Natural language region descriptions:
☆ ☆ ☆ ☆
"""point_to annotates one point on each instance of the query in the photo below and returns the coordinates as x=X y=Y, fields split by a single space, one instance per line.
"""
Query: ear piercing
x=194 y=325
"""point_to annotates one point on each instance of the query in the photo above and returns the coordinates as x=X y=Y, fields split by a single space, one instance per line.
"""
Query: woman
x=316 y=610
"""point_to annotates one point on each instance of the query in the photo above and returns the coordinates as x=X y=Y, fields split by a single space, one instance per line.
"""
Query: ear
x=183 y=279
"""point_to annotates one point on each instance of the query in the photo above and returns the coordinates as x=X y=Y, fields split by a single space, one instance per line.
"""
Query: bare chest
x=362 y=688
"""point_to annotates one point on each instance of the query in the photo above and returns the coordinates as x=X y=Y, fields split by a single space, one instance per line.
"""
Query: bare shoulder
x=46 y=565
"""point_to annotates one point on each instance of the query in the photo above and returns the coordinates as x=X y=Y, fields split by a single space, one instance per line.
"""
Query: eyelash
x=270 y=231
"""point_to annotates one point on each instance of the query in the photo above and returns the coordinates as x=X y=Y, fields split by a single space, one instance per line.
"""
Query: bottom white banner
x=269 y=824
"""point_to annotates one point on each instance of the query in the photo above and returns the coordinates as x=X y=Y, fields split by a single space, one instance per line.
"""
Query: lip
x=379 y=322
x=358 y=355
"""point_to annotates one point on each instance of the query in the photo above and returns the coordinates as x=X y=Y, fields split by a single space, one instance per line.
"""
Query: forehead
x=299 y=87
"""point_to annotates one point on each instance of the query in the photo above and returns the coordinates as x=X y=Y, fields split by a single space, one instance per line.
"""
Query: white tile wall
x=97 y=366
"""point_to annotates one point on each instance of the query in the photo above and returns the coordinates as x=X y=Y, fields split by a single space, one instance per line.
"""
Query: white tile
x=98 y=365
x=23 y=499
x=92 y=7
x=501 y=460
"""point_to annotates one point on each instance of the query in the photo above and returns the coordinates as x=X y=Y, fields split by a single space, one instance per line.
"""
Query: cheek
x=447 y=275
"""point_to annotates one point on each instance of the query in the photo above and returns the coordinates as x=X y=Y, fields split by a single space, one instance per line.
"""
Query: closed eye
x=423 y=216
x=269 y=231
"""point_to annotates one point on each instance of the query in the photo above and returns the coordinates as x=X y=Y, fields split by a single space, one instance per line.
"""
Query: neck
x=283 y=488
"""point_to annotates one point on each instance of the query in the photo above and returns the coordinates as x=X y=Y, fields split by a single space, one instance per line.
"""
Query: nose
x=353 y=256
☆ ☆ ☆ ☆
**Work to be completed:** Produce a word-for-word copy of all the entries above.

**Completed task:**
"""point_to annotates one point on each instance of the query in the photo below and returns the coordinates as x=X y=Y, fields split by a single space, one instance per line.
"""
Query: ear piercing
x=194 y=325
"""point_to annotates one point on each instance of the query in the photo above and returns the coordinates as x=X y=Y, fields split by a single space, one instance per line.
"""
Query: woman
x=316 y=610
"""point_to annotates one point on each instance of the query in the photo above and returns the coordinates as x=X y=Y, fields split by a single space, one instance per line.
"""
Query: ear
x=183 y=279
"""point_to annotates one point on each instance of the query in the photo above and returns the coordinates as x=X y=Y, fields split by a single space, one instance per line.
"""
Query: bare chest
x=362 y=688
"""point_to annotates one point on each instance of the query in the photo above and returns the coordinates as x=X y=Y, fields split by a single space, one instance per line.
"""
Query: bare shoulder
x=46 y=565
"""point_to annotates one point on each instance of the query in the photo above and returns the coordinates as x=X y=Y, fields split by a single space, one instance per line.
"""
Query: eyelash
x=270 y=231
"""point_to annotates one point on each instance of the query in the photo above and returns the coordinates as x=X y=Y, fields split by a single space, one instance per line.
"""
Query: bottom white banner
x=269 y=824
"""point_to annotates one point on each instance of the query in the photo above and returns the coordinates as x=X y=Y, fields split by a single space, one instance per line.
"""
Query: lip
x=379 y=322
x=358 y=355
"""point_to annotates one point on each instance of the query in the photo above and returns the coordinates as x=X y=Y, fields split by a single space, one instance per line.
"""
Query: forehead
x=299 y=87
"""point_to annotates one point on each instance of the query in the photo above and returns the coordinates as x=X y=Y, fields split by a single space, one instance per line.
"""
Query: white tile wall
x=97 y=366
"""point_to annotates one point on each instance of the query in the photo above and returns the coordinates as x=X y=Y, fields split by a single space, one instance per line.
"""
Query: white tile
x=98 y=365
x=23 y=499
x=92 y=7
x=501 y=460
"""point_to annotates one point on each instance of the query in the photo above and returns the coordinates as x=X y=Y, fields split by a single space, one instance per line.
"""
Query: cheek
x=447 y=275
"""point_to annotates one point on each instance of the query in the photo above and returns the coordinates as x=X y=Y, fields split by a single space, one instance per line.
"""
Query: closed eye
x=423 y=216
x=269 y=231
"""point_to annotates one point on each instance of the query in the photo above and returns the coordinates as x=X y=Y, fields split by a single space, one instance per line.
"""
Query: neck
x=283 y=488
"""point_to annotates one point on each instance of the query in the photo above and returns the coordinates as x=X y=Y, fields split by a single space, one instance per line.
"""
Query: nose
x=353 y=256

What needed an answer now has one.